Hexagram 02, line 6

龍戰于野.其血玄黃.

Zhan 戰, ‘battle’ (different from dou 鬥, ‘fight’). A battle of dragons was a bad omen. In the Lun Heng 論衡 it is said,

夏將衰也,二龍戰於庭…
When the downfall of the Hsia dynasty was imminent, two dragons fought together in the court…

Wen Yiduo 聞一多 links the fighting dragons to two passages in de Zuo Zhuan (闻一多全集, Vol. 10, p. 229):

鄭大水,龍鬥於時門之外洧淵…
‘There were great floods in Zheng; and [some] dragons fought in the pool of Wei, outside the Shi gate…
Legge, p. 675

內蛇與外蛇鬥於鄭南門中,內蛇死,六年而厲公入,公聞之,問於申繻曰,猶有妖乎,對曰,人之所忌,其氣燄以取之,妖由人興也,人無釁焉,妖不自作,人棄常,則妖興,故有妖.
Two serpents, one inside and one outside, had fought together in the southern gate of the capital, till the inside one was killed. It was six years after this when duke Li entered. The duke [of Lu] heard of the circumstance, and asked Shen Xu, saying, “Has Tu’s restoration come from that supernatural appearance?” The answer was, “When men are full of fear, their breath, as it were, blazes up, and brings such things. Monsters and monstrous events take their rise from men. If men afford no cause for them, they do not arise of themselves. When men abandon the constant course of virtue, then monstrosities appear. Therefore it is that there are monsters and monstrous events.”
Legge, p. 92

Ye 野, ‘borderlands’, the region far away from the capital where the civilisation and authorities are located.

#### DATA SHOWN:
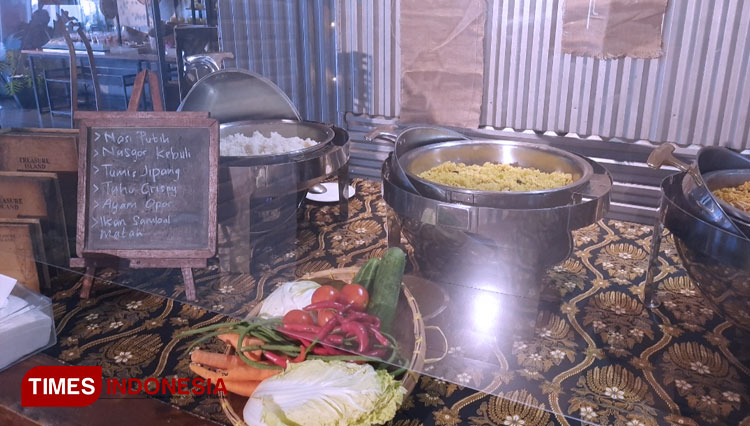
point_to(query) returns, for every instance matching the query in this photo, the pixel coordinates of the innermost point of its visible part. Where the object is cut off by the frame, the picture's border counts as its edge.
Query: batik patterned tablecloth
(597, 354)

#### SET OF TASKS:
- 1) According to the note on hexagram 2, line 6, what was a battle of dragons taken to be?
- 2) Duplicate the part of the note on hexagram 2, line 6 starting at "內蛇與外蛇鬥於鄭南門中,內蛇" and ending at "authorities are located.".

#### RESPONSE LIST:
- 1) A bad omen.

- 2)
內蛇與外蛇鬥於鄭南門中,內蛇死,六年而厲公入,公聞之,問於申繻曰,猶有妖乎,對曰,人之所忌,其氣燄以取之,妖由人興也,人無釁焉,妖不自作,人棄常,則妖興,故有妖.
Two serpents, one inside and one outside, had fought together in the southern gate of the capital, till the inside one was killed. It was six years after this when duke Li entered. The duke [of Lu] heard of the circumstance, and asked Shen Xu, saying, “Has Tu’s restoration come from that supernatural appearance?” The answer was, “When men are full of fear, their breath, as it were, blazes up, and brings such things. Monsters and monstrous events take their rise from men. If men afford no cause for them, they do not arise of themselves. When men abandon the constant course of virtue, then monstrosities appear. Therefore it is that there are monsters and monstrous events.”
Legge, p. 92

Ye 野, ‘borderlands’, the region far away from the capital where the civilisation and authorities are located.